## PROBLEM DESCRIPTION
Print the listing below in full. Alter nothing.
=== Begin Enclosure ===
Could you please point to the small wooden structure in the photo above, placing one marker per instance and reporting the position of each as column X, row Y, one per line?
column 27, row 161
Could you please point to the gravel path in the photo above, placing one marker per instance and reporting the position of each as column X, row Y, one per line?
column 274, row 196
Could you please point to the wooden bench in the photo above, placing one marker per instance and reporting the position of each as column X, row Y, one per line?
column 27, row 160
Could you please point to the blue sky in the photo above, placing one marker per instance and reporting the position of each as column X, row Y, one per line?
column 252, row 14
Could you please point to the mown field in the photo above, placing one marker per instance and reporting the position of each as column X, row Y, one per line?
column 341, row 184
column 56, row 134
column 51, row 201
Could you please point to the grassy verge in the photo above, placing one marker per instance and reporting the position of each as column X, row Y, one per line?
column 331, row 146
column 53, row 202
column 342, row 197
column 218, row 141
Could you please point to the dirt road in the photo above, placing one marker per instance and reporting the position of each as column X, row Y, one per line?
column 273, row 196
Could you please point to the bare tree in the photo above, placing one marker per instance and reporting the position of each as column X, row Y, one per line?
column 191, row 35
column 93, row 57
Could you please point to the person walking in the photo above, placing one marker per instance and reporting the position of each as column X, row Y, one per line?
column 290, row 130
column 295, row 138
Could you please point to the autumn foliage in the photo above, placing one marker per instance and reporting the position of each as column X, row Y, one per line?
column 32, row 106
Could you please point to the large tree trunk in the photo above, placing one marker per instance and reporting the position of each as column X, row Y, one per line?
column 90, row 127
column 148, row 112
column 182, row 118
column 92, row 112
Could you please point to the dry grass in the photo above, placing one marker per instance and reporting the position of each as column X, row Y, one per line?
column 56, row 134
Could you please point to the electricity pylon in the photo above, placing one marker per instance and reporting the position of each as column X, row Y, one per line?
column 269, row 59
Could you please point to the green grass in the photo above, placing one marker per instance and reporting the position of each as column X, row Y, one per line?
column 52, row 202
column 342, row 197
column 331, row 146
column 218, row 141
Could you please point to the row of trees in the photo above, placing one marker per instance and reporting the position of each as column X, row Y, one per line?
=== End Enclosure ===
## YOUR RESPONSE
Could you please point to the small wooden structure in the photo above, placing one marker per instance and reporting the position of each as column X, row Y, one per line?
column 27, row 161
Could you please point to the gravel path in the photo above, placing one marker per instance and reporting the position of each as column X, row Y, one per line?
column 274, row 196
Could you please point to the wooden bench in the photo above, placing one marker per instance and reporting the position of each as column X, row Y, one per line?
column 27, row 160
Could you please point to the blue sky in the photo above, placing one marker per instance and reporting the position of each as column X, row Y, one per line?
column 252, row 14
Could you please point to the mown field in the photo above, placing one marker per instance and reporting the position of each as column X, row Y, one per line?
column 341, row 184
column 56, row 134
column 51, row 201
Could you please point to the grassy verge in the photo above, placing one marker per instance and reporting the position of each as column X, row Y, one per line?
column 331, row 146
column 53, row 202
column 342, row 197
column 218, row 141
Could you please point to the dirt road in the photo above, placing one marker per instance and reporting the position of each as column X, row Y, one per line?
column 273, row 196
Could you please point to the bare tree in the photo above, placing one marker per instance and reporting the position of each as column X, row Y, one per line?
column 191, row 35
column 93, row 57
Could you please point to the person walking in the photo above, placing one marker per instance and reporting the position of each as column X, row Y, one per line?
column 290, row 130
column 295, row 138
Could you please point to the autumn foliage in the photo above, placing one marker per instance and reporting the position of each as column X, row Y, one per line?
column 32, row 106
Could you please point to the large tree trunk in the photo above, placing one marker per instance and reporting the position of each as column X, row Y, one per line?
column 90, row 127
column 148, row 112
column 182, row 118
column 92, row 112
Could you please point to the dry grass in the photo above, placing one marker per instance and reporting the position of each as column X, row Y, one per line?
column 56, row 134
Could you please point to the electricity pylon in the photo above, placing one marker per instance and reporting the position of each as column X, row Y, one per line?
column 269, row 59
Could you please point to the green grass in the photo above, placing one marker per instance and reporting the position of each as column X, row Y, one per line?
column 52, row 202
column 342, row 197
column 331, row 146
column 218, row 141
Could you please point to the row of trees in the photo above, placing one marker per instance and reporting the position of each as column X, row Y, one per line?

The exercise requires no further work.